> [Given text]

Add Flang lowering, MLIR verifier/translation, and LLVM IR tests for the supported host-fallback path, including a non-default-address-space case, and the remaining unsupported cases.
---
flang/lib/Lower/OpenMP/OpenMP.cpp | 75 +++++++--
.../OpenMP/target-inreduction-llvmir.f90 | 50 ++++++
.../OpenMP/Todo/target-inreduction-common.f90 | 20 +++
.../Lower/OpenMP/Todo/target-inreduction.f90 | 15 --
.../OpenMP/target-inreduction-unused.f90 | 27 ++++
.../test/Lower/OpenMP/target-inreduction.f90 | 30 ++++
.../OpenMP/function-filtering-host-ops.mlir | 11 +-
.../llvm/Frontend/OpenMP/OMPIRBuilder.h | 27 ++++
llvm/lib/Frontend/OpenMP/OMPIRBuilder.cpp | 31 ++++
.../mlir/Dialect/OpenMP/OpenMPClauses.td | 14 +-
mlir/include/mlir/Dialect/OpenMP/OpenMPOps.td | 22 ++-
mlir/lib/Dialect/OpenMP/IR/OpenMPDialect.cpp | 116 +++++++++++---
.../OpenMP/OpenMPToLLVMIRTranslation.cpp | 145 ++++++++++++++++--
mlir/test/Dialect/OpenMP/invalid.mlir | 60 ++++++++
.../openmp-target-in-reduction-device.mlir | 51 ++++++
.../openmp-target-in-reduction-multi.mlir | 77 ++++++++++
.../LLVMIR/openmp-target-in-reduction.mlir | 107 +++++++++++++
mlir/test/Target/LLVMIR/openmp-todo.mlir | 113 +++++++++++++-
18 files changed, 911 insertions(+), 80 deletions(-)
create mode 100644 flang/test/Integration/OpenMP/target-inreduction-llvmir.f90
create mode 100644 flang/test/Lower/OpenMP/Todo/target-inreduction-common.f90
delete mode 100644 flang/test/Lower/OpenMP/Todo/target-inreduction.f90
create mode 100644 flang/test/Lower/OpenMP/target-inreduction-unused.f90
create mode 100644 flang/test/Lower/OpenMP/target-inreduction.f90
create mode 100644 mlir/test/Target/LLVMIR/openmp-target-in-reduction-device.mlir
create mode 100644 mlir/test/Target/LLVMIR/openmp-target-in-reduction-multi.mlir
create mode 100644 mlir/test/Target/LLVMIR/openmp-target-in-reduction.mlir
diff --git a/flang/lib/Lower/OpenMP/OpenMP.cpp b/flang/lib/Lower/OpenMP/OpenMP.cpp
index cd06bd5d33ca3..76bec87ff8dfc 100644
--- a/flang/lib/Lower/OpenMP/OpenMP.cpp
+++ b/flang/lib/Lower/OpenMP/OpenMP.cpp
@@ -2205,6 +2205,7 @@ genTargetClauses(lower::AbstractConverter &converter,
mlir::omp::TargetExtOperands &clauseOps,
DefaultMapsTy &defaultMaps,
llvm::SmallVectorImpl<Object> &hasDeviceAddrObjects,
+ llvm::SmallVectorImpl<Object> &inReductionObjects,
llvm::SmallVectorImpl<Object> &isDevicePtrObjects,
llvm::SmallVectorImpl<Object> &mapObjects) {
ClauseProcessor cp(converter, semaCtx, clauses);
@@ -2220,12 +2221,25 @@ genTargetClauses(lower::AbstractConverter &converter,
hostEvalInfo->collectValues(clauseOps.hostEvalVars);
}
cp.processIf(llvm::omp::Directive::OMPD_target, clauseOps);
+ cp.processInReduction(loc, clauseOps, inReductionObjects);
+ // The host fallback for `target in_reduction` redirects each list item's
+ // dedicated implicit map entry to the per-task reduction-private storage
+ // returned by the runtime. A COMMON block member is accessed in the target
+ // body through the COMMON block storage map, not through its own member map
+ // entry, so the redirect would rewrite an unused map argument and the body
+ // would accumulate into the mapped original rather than the private copy.

> [Stored data]
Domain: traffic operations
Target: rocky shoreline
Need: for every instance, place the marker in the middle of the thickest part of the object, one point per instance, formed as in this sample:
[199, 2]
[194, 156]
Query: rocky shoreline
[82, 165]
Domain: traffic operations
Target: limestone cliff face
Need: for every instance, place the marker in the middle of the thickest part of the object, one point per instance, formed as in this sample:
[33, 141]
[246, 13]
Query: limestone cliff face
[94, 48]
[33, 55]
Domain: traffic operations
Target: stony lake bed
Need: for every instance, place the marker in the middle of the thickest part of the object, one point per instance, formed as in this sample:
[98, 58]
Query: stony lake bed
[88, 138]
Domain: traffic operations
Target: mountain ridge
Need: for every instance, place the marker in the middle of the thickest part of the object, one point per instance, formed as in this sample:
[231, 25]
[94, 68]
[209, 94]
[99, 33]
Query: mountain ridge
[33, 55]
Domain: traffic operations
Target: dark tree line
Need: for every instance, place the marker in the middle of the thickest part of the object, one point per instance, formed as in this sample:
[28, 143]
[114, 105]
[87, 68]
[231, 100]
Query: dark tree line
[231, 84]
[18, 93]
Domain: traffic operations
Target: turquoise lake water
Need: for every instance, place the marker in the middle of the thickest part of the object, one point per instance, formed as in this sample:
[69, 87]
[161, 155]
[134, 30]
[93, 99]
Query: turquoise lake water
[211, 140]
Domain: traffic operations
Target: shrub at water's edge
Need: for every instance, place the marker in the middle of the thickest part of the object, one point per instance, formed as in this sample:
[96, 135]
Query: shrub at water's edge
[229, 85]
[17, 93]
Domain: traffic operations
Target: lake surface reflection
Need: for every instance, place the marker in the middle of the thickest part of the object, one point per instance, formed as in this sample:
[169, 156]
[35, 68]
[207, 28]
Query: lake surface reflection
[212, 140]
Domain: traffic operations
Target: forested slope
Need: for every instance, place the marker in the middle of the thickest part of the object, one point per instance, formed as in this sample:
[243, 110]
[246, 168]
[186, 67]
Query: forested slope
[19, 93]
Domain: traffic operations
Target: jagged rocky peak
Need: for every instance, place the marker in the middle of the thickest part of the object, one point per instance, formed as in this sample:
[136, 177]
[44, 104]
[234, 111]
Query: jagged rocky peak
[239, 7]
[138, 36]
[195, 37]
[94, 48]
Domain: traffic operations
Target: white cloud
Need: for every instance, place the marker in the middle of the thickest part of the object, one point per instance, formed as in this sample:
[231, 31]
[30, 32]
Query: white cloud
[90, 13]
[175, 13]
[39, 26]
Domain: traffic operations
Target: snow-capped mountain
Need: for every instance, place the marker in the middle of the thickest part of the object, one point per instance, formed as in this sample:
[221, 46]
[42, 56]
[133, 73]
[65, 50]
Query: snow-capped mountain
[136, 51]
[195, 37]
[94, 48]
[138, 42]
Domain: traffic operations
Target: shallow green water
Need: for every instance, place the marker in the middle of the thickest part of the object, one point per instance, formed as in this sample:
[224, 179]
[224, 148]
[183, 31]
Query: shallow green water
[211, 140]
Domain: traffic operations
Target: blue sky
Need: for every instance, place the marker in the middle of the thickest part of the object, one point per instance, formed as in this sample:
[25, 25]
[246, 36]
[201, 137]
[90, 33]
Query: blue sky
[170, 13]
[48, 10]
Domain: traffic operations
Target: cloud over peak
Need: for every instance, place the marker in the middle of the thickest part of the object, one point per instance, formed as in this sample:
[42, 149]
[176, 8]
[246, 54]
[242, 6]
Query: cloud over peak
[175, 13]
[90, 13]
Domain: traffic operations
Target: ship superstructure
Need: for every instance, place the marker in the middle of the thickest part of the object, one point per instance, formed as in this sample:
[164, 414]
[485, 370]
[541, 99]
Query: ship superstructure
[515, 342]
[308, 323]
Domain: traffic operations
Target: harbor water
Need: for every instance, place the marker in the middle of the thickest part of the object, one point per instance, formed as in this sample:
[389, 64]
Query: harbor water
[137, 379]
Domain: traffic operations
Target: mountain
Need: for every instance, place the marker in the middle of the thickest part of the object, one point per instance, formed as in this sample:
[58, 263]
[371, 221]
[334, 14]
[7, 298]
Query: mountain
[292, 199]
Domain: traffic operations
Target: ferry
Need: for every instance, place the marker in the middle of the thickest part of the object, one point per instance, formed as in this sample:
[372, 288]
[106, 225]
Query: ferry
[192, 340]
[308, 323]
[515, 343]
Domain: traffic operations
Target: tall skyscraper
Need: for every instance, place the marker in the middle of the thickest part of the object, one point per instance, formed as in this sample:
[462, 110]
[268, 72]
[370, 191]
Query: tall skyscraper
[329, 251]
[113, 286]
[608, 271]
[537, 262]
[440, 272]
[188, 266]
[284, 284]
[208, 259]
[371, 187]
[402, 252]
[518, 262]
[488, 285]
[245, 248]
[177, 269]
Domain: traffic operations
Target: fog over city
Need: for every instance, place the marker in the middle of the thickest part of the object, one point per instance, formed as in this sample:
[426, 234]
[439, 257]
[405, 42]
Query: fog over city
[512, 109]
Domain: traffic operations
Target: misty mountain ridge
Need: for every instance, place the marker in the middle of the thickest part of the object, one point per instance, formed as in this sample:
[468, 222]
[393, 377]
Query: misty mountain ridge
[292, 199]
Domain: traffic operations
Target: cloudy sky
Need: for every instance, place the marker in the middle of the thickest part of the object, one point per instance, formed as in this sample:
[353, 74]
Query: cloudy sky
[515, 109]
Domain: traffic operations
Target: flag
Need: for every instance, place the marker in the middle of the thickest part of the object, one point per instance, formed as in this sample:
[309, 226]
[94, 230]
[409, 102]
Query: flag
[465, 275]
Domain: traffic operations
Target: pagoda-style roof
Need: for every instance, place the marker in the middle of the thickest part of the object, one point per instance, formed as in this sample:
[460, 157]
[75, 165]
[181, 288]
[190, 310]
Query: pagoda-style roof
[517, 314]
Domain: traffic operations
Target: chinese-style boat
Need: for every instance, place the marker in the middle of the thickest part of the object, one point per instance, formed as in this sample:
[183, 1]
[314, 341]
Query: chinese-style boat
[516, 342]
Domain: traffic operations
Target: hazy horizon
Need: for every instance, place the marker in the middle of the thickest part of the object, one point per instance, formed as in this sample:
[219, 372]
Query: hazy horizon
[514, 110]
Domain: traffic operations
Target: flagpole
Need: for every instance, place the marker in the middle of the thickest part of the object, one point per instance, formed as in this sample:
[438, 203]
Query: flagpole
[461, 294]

> [Description of the task] Rewrite the patch text from the words "Add Flang lowering, MLIR" through "remaining unsupported cases.", putting "checks" in place of "tests".

> [Output]
Add Flang lowering, MLIR verifier/translation, and LLVM IR checks for the supported host-fallback path, including a non-default-address-space case, and the remaining unsupported cases.